From: Keith W. <ke...@pr...> - 2000-04-21 22:34:56
|
OK, for anyone who's interested: I've committed (to the DRI tree under the mga-0-0-3-branch tag) a new even faster path for MGA setupdma (indexed vertex buffers). I see a 10-15% speedup at the q3dm1 spawn point at 640x480 (more benchmarks later). The path is pretty simple, and looks something like this: - do obj->clip transform - cliptest and project - walk the clipmask array - for each unclipped vertex, emit that vertex to a waiting dma buffer - walk the element list and identify triangles to render - if triangle is unclipped, emit 3 indices to dma - if triangle is clipped: - build 3 clipspace vertices - perform clipping - project and emit any newly created vertices to dma - emit indices. Buffers are organized so that indices are emitted from low addresses up (the way you would expect them to), and vertices are emitted from the other end of the buffer, growing downwards. There are a couple of restrictions in the current implementation, which may be difficult to remove: - indices are emitted to hardware as the physical addresses of the referenced vertex in agp space. In order to calculate these, I emit unclipped vertices to a contiguous piece of agp space, allowing a simple relationship between element and physical address. In effect this requires that all the unclipped vertices can fit in a single dma buffer. Quake3 calls this path on arrays of up to 1024 vertices, vertices are 10 dwords but must be 4-dword aligned, thus effectively 12 dwords/vertex. This means that dma buffers must be 64k or so in size for this path to be useful for q3. - there is no way to perform the vertex manipulations necessary to draw accelerated lines or points, or two-sided, flat-shaded, or other exotic triangles with this path. - mundane assembly issues add a requirement that the ModelProject matrix be "general" -- typically requiring a perspective transform. These are fairly small limitations, but do justify the continued existance of the fastpath mga hardware. I've been able to reuse the assembly support from the "main" mesa path (the slowpath?) in this code. By writing some new assembly a small additional speedup might be gained. Keith |

========

Given instruction 1
The post on the MGA setupdma path names several restrictions of the current implementation. List each of them.
Given instruction 2
Pull out every line of the records that contains the string "instance", and treat case as significant.
The records below have no connection to the post above it.

Data shown
========

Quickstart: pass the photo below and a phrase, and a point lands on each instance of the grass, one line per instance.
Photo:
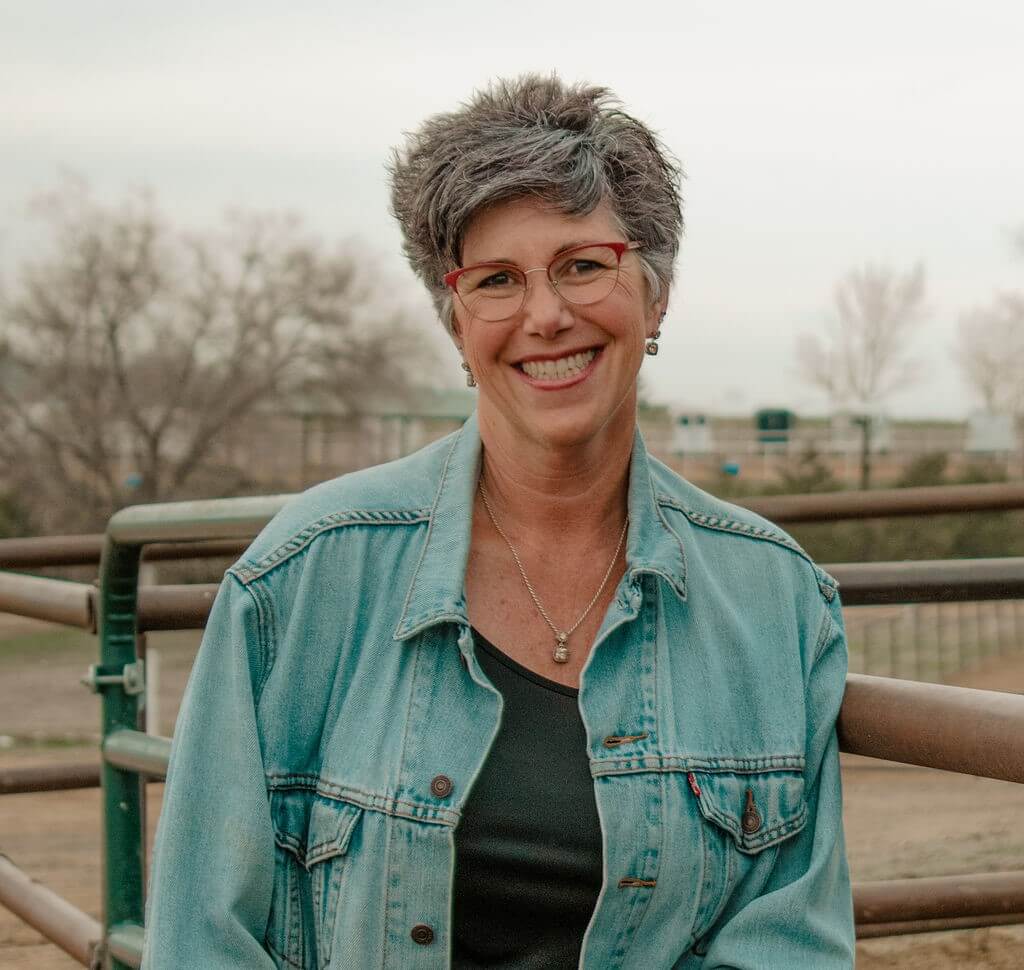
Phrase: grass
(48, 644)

========

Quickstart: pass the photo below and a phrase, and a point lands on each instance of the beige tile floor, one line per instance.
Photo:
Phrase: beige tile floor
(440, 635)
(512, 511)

========

Output 1
- Indices are emitted to hardware as the physical addresses of the referenced vertex in agp space, so all the unclipped vertices must fit in a single dma buffer.
- The path has no way to perform the vertex manipulations needed to draw accelerated lines or points, or two-sided, flat-shaded, or other exotic triangles.
- Mundane assembly issues require the ModelProject matrix to be "general", which typically requires a perspective transform.

Output 2
Quickstart: pass the photo below and a phrase, and a point lands on each instance of the grass, one line per instance.
Quickstart: pass the photo below and a phrase, and a point lands on each instance of the beige tile floor, one line per instance.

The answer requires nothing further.